[[ EXCERPT PROVIDED, beginning ]]

The yes case for a legal cannabis market has been flickering in recent opinion polls. File photo / Getty Images
Opinion
COMMENT
The yes case for marijuana legalisation has the type of friends that make people prefer their enemies. In a few short months, they turned favourable polling into likely defeat.
The latest poll has them losing 51 per cent to 39 per cent. The reason is their arguments do notpass the laugh test.
The first of these arguments is the carry on about the 870 people currently in prison for low-level drug offences. The effective yes case slogan is "too many drug dealers are locked-up".
Barely half a dozen go to prison each year solely for marijuana drug possession. The maximum term for marijuana possession is three months. Given that, you might suspect that these half-dozen people were gang members on the receiving end of some well-deserved police harassment.
Next up, we have Chloe Swarbrick tying herself into knots arguing that a legal market for dope will be smaller than the current illegal market. That is straight after arguing that prohibition failed to contain the illegal market. Somehow lifting prohibition will reduce marijuana consumption.
In California, 400 legal marijuana dispensaries are on Google maps along with at least 4000 illegal dispensaries. Stoners don't like to pay tax, so they keep buying from illegal suppliers.
Prohibition reduces consumption but at what cost? Alcohol prohibition in the US in the 1920s reduced consumption by one-third according to the best estimates. Prohibition also greatly reduced public drunkenness and hospital admissions for alcohol-related liver and other diseases. Violence and murder rates were ambiguous because there was a lot less alcohol-related domestic violence.
Prohibition ended because so many people were still drinking that the public corruption and gang violence was unpopular. Also, prohibition repeal advocates campaigned carrying feisty signs saying, "we want beer". They were willing to take the good with the bad from the end of prohibition. The fact that 1930s depression-hit governments were short of tax revenues was important too.

[[ EXCERPT PROVIDED, end ]]
[[ INFORMATION SHOWN, beginning ]]

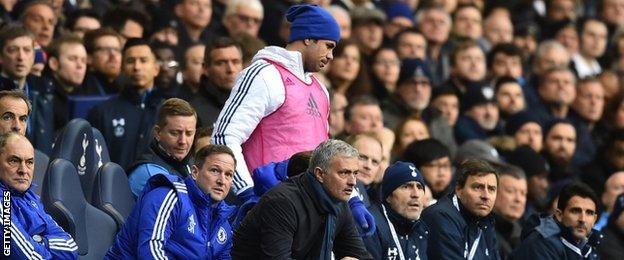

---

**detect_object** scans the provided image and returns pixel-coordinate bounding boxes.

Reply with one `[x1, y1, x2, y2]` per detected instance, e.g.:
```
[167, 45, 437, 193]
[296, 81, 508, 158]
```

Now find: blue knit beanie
[381, 161, 425, 200]
[286, 5, 340, 43]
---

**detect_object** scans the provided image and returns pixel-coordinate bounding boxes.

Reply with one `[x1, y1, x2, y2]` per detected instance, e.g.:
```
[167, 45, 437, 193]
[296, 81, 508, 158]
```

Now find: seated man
[422, 159, 500, 259]
[105, 145, 236, 259]
[128, 98, 197, 197]
[511, 183, 600, 259]
[232, 140, 371, 259]
[364, 161, 429, 259]
[0, 132, 78, 259]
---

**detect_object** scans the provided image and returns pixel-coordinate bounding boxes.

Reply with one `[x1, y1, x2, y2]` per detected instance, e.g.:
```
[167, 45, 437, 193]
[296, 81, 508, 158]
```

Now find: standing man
[105, 145, 236, 259]
[364, 161, 429, 260]
[422, 159, 500, 259]
[87, 38, 163, 169]
[0, 133, 78, 259]
[232, 140, 372, 259]
[511, 183, 600, 259]
[212, 5, 340, 201]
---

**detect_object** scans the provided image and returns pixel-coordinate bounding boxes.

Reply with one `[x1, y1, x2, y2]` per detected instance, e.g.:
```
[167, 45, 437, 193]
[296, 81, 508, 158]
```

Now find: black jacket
[0, 75, 54, 154]
[189, 76, 230, 126]
[510, 215, 600, 260]
[231, 173, 372, 260]
[87, 86, 163, 169]
[421, 194, 500, 260]
[364, 204, 429, 260]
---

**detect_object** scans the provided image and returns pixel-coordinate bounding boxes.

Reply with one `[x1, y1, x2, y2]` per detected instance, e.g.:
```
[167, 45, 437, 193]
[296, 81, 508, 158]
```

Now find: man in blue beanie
[212, 5, 374, 237]
[364, 161, 429, 260]
[212, 5, 340, 201]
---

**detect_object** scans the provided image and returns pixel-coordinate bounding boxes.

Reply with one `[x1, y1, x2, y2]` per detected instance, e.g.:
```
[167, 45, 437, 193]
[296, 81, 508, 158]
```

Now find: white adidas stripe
[150, 190, 178, 259]
[10, 223, 43, 259]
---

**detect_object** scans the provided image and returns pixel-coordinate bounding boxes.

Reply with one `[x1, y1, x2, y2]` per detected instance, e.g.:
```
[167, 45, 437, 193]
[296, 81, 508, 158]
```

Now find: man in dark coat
[87, 38, 163, 168]
[422, 159, 500, 259]
[511, 182, 601, 259]
[232, 139, 372, 259]
[364, 161, 429, 260]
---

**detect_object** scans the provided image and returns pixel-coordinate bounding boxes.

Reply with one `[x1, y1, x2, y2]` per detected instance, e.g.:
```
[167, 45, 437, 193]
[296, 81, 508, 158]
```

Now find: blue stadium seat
[33, 149, 50, 196]
[91, 127, 110, 168]
[67, 95, 115, 119]
[50, 118, 99, 201]
[41, 159, 117, 260]
[92, 162, 135, 230]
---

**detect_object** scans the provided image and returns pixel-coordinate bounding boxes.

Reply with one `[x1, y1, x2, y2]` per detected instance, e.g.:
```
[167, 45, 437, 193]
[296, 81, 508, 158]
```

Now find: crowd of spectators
[0, 0, 624, 258]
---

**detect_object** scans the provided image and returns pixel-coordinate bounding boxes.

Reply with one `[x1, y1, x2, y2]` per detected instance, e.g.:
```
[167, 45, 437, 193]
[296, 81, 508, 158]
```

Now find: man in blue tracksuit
[364, 161, 429, 260]
[510, 183, 602, 260]
[106, 145, 236, 259]
[0, 132, 78, 259]
[422, 159, 500, 260]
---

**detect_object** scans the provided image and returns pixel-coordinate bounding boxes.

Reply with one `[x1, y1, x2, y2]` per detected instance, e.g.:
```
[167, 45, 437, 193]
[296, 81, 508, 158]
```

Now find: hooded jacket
[211, 46, 329, 194]
[510, 215, 601, 260]
[105, 174, 235, 259]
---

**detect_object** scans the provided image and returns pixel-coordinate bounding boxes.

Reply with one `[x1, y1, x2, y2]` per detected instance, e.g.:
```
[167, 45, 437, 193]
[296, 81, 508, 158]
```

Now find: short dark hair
[456, 159, 498, 188]
[487, 43, 522, 68]
[65, 8, 102, 30]
[46, 35, 83, 59]
[0, 131, 25, 154]
[344, 95, 379, 121]
[557, 182, 600, 211]
[402, 138, 451, 168]
[0, 90, 32, 115]
[193, 144, 236, 168]
[83, 27, 121, 54]
[156, 98, 197, 128]
[0, 25, 35, 51]
[494, 76, 520, 93]
[450, 39, 483, 67]
[204, 37, 243, 66]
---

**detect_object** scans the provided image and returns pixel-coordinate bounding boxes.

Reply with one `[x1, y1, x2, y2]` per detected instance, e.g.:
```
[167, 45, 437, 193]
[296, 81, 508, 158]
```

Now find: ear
[48, 57, 59, 71]
[154, 125, 161, 142]
[314, 167, 323, 183]
[191, 165, 199, 180]
[555, 209, 563, 222]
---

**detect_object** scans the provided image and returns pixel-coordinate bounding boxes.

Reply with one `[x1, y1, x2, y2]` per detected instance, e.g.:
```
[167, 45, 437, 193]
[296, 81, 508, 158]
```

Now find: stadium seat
[41, 159, 117, 259]
[33, 149, 50, 196]
[50, 119, 99, 201]
[92, 162, 135, 230]
[91, 127, 110, 169]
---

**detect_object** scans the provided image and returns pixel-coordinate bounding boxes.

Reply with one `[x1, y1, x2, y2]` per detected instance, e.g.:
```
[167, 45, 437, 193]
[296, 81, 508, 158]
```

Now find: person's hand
[349, 196, 377, 237]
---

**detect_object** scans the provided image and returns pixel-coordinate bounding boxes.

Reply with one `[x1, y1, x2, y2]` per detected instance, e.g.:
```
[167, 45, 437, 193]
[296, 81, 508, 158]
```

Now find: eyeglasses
[236, 14, 262, 24]
[95, 47, 121, 54]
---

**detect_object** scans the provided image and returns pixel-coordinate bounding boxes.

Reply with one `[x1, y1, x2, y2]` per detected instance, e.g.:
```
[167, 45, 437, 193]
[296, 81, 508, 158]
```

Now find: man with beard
[511, 183, 600, 259]
[364, 161, 429, 260]
[455, 86, 503, 144]
[382, 59, 431, 128]
[422, 159, 500, 259]
[542, 119, 580, 190]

[[ INFORMATION SHOWN, end ]]

# WHAT IS NEEDED
Pick up the opinion piece on marijuana legalization after its last sentence and carry it on. None of these rows has anything to do with the opinion piece on marijuana legalization.

# ANSWER SPACE
The no case is middle-class, dope-smoking successful professionals still want to be able to say marijuana is illegal when feuding with their kids about falling grades. These successful professionals light up on a Saturday night, but remember from their youth a few friends drifting off into a haze of smoke. Like every helicopter parent, they don't want their spoilt kids going the same way and dropping out.
The yes case can win by focusing on getting gangs out of the supply chain. Right now, because the gangs are in the supply chain, young people are offered free samples of harder drugs all too often.
The middle-aged, middle-class voters who are the swinging voters in the referendum fear hard drugs far more than they fear their kids smoking a little bit too much puff.
If young people are to be the face of the yes case, they need a comeback to Mike Hosking shouting to Chloe Swarbrick: "You are young, you know nothing, and you have never raised a family. Come back when you have done all that."
The answer is older people are more experienced but can be a bit out of touch. Young people know that when they buy marijuana, they can be offered harder drugs as a free sample. That is not like the long-time suppliers to equally middle-aged, middle-class dope smokers planning to vote no.
Young people know that some of their friends will be tempted to try these free samples of harder drugs. Let young people buy at legal suppliers who won't lead them into this temptation.